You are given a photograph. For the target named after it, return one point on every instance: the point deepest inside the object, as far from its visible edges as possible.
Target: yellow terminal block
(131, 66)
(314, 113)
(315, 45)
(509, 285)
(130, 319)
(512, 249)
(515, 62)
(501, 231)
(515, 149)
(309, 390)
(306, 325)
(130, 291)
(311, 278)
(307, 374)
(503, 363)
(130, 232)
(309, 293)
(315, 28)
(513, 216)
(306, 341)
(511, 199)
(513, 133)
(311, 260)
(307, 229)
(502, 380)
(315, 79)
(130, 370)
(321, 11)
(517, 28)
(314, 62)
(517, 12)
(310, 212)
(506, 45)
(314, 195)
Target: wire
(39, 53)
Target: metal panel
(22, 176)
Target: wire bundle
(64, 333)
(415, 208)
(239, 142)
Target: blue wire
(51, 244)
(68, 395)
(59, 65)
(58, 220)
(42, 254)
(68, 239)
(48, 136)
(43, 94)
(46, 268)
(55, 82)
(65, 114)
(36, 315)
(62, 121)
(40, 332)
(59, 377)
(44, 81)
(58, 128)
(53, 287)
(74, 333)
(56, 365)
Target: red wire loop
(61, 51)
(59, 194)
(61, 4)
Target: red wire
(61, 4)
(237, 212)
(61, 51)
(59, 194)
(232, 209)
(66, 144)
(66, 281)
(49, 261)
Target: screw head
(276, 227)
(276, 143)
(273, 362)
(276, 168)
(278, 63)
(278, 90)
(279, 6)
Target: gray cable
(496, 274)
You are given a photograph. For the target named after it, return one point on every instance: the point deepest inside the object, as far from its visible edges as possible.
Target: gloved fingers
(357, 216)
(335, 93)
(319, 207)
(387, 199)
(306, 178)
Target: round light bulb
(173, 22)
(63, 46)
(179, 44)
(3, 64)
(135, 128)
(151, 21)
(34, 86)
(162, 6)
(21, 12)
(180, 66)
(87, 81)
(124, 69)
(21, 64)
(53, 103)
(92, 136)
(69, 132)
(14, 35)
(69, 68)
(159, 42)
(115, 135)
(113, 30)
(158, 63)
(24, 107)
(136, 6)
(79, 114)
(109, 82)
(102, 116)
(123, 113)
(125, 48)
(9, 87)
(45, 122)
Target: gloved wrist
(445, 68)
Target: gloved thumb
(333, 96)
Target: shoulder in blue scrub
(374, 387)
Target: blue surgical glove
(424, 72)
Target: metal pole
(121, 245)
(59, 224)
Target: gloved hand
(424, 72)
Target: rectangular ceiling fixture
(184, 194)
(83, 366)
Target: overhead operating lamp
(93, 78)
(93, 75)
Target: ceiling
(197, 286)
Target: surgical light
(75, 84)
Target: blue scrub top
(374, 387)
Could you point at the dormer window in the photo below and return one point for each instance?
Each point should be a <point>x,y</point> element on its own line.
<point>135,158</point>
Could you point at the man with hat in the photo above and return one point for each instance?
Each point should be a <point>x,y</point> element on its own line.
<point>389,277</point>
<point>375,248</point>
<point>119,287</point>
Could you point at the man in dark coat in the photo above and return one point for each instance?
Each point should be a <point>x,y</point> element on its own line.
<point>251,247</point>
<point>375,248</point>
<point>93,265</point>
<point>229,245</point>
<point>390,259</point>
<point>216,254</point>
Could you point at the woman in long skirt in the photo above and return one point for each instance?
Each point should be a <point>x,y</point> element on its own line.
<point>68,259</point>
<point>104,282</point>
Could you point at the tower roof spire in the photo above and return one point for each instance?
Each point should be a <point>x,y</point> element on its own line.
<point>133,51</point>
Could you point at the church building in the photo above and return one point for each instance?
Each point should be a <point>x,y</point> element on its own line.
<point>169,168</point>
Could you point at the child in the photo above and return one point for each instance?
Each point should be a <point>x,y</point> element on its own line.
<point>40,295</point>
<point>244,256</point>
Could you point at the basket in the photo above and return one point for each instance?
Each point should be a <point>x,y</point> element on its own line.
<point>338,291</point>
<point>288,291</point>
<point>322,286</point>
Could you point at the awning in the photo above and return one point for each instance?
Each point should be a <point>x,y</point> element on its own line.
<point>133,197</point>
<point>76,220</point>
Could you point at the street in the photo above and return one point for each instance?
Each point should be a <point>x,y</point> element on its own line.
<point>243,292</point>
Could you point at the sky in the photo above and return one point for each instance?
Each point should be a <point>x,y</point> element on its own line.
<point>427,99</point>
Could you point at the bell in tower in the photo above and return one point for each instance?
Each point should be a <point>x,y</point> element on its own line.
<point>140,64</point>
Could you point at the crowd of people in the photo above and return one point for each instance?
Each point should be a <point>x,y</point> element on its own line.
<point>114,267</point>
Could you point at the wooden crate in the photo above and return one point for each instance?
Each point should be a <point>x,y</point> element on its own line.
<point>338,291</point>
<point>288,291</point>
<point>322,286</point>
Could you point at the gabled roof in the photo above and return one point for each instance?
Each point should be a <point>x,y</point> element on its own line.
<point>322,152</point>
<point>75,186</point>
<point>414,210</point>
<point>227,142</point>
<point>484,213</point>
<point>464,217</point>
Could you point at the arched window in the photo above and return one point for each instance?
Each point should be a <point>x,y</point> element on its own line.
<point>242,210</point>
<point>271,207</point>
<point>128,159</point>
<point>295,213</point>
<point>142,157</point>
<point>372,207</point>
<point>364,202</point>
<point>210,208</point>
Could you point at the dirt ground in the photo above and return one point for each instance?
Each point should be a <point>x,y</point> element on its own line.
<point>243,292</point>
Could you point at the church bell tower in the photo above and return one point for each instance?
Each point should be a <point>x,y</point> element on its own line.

> [EXERCISE OBJECTIVE]: Turn every line in the records above into a numbered list, skipping any blank lines.

> [WRITTEN RESPONSE]:
1. You are given a photograph. For the target named after it, return one point on every instance: the point deepest inside the object, as far from its visible edges as possible.
2. Target: yellow terminal block
3. (131, 66)
4. (314, 113)
5. (315, 45)
6. (509, 285)
7. (130, 319)
8. (512, 249)
9. (515, 62)
10. (501, 231)
11. (515, 149)
12. (309, 390)
13. (306, 325)
14. (130, 291)
15. (311, 278)
16. (307, 374)
17. (503, 363)
18. (130, 232)
19. (309, 293)
20. (315, 28)
21. (513, 216)
22. (306, 341)
23. (511, 199)
24. (513, 133)
25. (311, 260)
26. (307, 229)
27. (502, 380)
28. (315, 79)
29. (130, 370)
30. (321, 11)
31. (517, 28)
32. (314, 62)
33. (517, 12)
34. (310, 212)
35. (506, 45)
36. (314, 195)
37. Target: wire
38. (39, 53)
39. Target: metal panel
40. (22, 176)
41. Target: wire bundle
42. (64, 333)
43. (415, 208)
44. (239, 142)
45. Target: blue wire
46. (51, 244)
47. (68, 395)
48. (59, 65)
49. (58, 220)
50. (42, 254)
51. (68, 239)
52. (48, 136)
53. (43, 94)
54. (46, 268)
55. (55, 82)
56. (65, 114)
57. (36, 315)
58. (62, 121)
59. (40, 332)
60. (59, 377)
61. (44, 81)
62. (58, 128)
63. (53, 287)
64. (74, 333)
65. (56, 365)
66. Target: red wire loop
67. (61, 51)
68. (59, 194)
69. (61, 4)
70. Target: red wire
71. (61, 4)
72. (237, 212)
73. (61, 51)
74. (59, 194)
75. (232, 209)
76. (66, 144)
77. (66, 281)
78. (49, 261)
79. Target: screw head
80. (276, 227)
81. (276, 143)
82. (273, 362)
83. (276, 168)
84. (278, 63)
85. (278, 90)
86. (279, 6)
87. Target: gray cable
88. (496, 274)
89. You are given a photograph. For the target named after it, return one point on every instance: the point deepest inside the object, as far from its visible edges as possible.
90. Target: gloved fingers
91. (357, 216)
92. (335, 93)
93. (319, 207)
94. (387, 199)
95. (306, 178)
96. Target: round light bulb
97. (173, 22)
98. (63, 46)
99. (179, 44)
100. (3, 64)
101. (135, 128)
102. (151, 21)
103. (34, 86)
104. (162, 6)
105. (21, 12)
106. (180, 66)
107. (87, 81)
108. (124, 69)
109. (21, 64)
110. (53, 103)
111. (92, 136)
112. (69, 132)
113. (14, 35)
114. (69, 68)
115. (159, 42)
116. (115, 135)
117. (113, 30)
118. (158, 63)
119. (24, 107)
120. (136, 6)
121. (79, 114)
122. (109, 82)
123. (102, 116)
124. (123, 113)
125. (125, 48)
126. (9, 87)
127. (45, 122)
128. Target: gloved wrist
129. (445, 68)
130. Target: gloved thumb
131. (333, 96)
132. Target: shoulder in blue scrub
133. (374, 387)
134. Target: blue surgical glove
135. (424, 72)
136. Target: metal pole
137. (121, 245)
138. (59, 224)
139. Target: gloved hand
140. (424, 72)
141. Target: rectangular ceiling fixture
142. (184, 194)
143. (83, 366)
144. Target: overhead operating lamp
145. (93, 78)
146. (93, 75)
147. Target: ceiling
148. (197, 286)
149. Target: surgical light
150. (75, 84)
151. Target: blue scrub top
152. (374, 387)
153. Could you point at the dormer window in the photo below and return one point for each instance?
154. Each point should be a <point>x,y</point> element on its own line.
155. <point>135,158</point>
156. Could you point at the man with hat in the photo above and return one point for each instance?
157. Each point should be a <point>x,y</point> element on its own line.
158. <point>389,277</point>
159. <point>375,248</point>
160. <point>119,287</point>
161. Could you point at the man in dark coat in the photo above and return one point for each instance?
162. Each point should be a <point>x,y</point> element on its own line.
163. <point>251,247</point>
164. <point>375,248</point>
165. <point>93,265</point>
166. <point>229,245</point>
167. <point>390,259</point>
168. <point>216,254</point>
169. Could you point at the woman in long skirt in the photo above and return one point for each instance?
170. Each point should be a <point>x,y</point> element on its own line.
171. <point>68,259</point>
172. <point>104,282</point>
173. Could you point at the tower roof spire in the photo above and return one point for each instance?
174. Each point should be a <point>x,y</point> element on its own line.
175. <point>133,51</point>
176. Could you point at the church building in the photo above and return one point for each instance?
177. Each point should be a <point>x,y</point> element on its own line.
178. <point>169,168</point>
179. Could you point at the child in the photo above and return one point for each instance?
180. Each point should be a <point>x,y</point> element on its own line.
181. <point>40,295</point>
182. <point>244,256</point>
183. Could you point at the basket in the photo above and return one point for each instance?
184. Each point should be a <point>x,y</point> element on its own line.
185. <point>338,291</point>
186. <point>288,291</point>
187. <point>322,286</point>
188. Could you point at the awning in the photo above and return one point for each instance?
189. Each point should be a <point>x,y</point> element on its own line.
190. <point>133,197</point>
191. <point>76,220</point>
192. Could you point at the street in the photo above and return one point for each instance?
193. Each point should be a <point>x,y</point> element on its own line.
194. <point>243,292</point>
195. Could you point at the sky in the photo above and return one point for each instance?
196. Each point should be a <point>x,y</point> element on its own line.
197. <point>427,99</point>
198. Could you point at the bell in tower in the photo above and return one point for each instance?
199. Each point should be a <point>x,y</point> element on its own line.
200. <point>140,64</point>
201. Could you point at the crowd of people in the photo above and return one point for each instance?
202. Each point should be a <point>x,y</point> element on its own line.
203. <point>114,267</point>
204. Could you point at the wooden crate in the photo above and return one point for each instance?
205. Each point should be a <point>x,y</point> element on its own line.
206. <point>338,291</point>
207. <point>288,291</point>
208. <point>322,286</point>
209. Could you point at the gabled roof in the photo above and return one point for each instance?
210. Each point should be a <point>x,y</point> element on its own line.
211. <point>322,152</point>
212. <point>75,186</point>
213. <point>414,210</point>
214. <point>227,142</point>
215. <point>484,213</point>
216. <point>464,217</point>
217. Could you point at the arched window in the photo above and return one point for each instance?
218. Each point should be a <point>x,y</point> element on its own line.
219. <point>242,210</point>
220. <point>271,207</point>
221. <point>128,159</point>
222. <point>295,213</point>
223. <point>142,157</point>
224. <point>372,207</point>
225. <point>364,202</point>
226. <point>210,208</point>
227. Could you point at the dirt ground in the photo above and return one point for each instance?
228. Each point should be a <point>x,y</point> element on its own line.
229. <point>243,292</point>
230. Could you point at the church bell tower in the photo above and return one point for each instance?
231. Each point should be a <point>x,y</point> element on its own line.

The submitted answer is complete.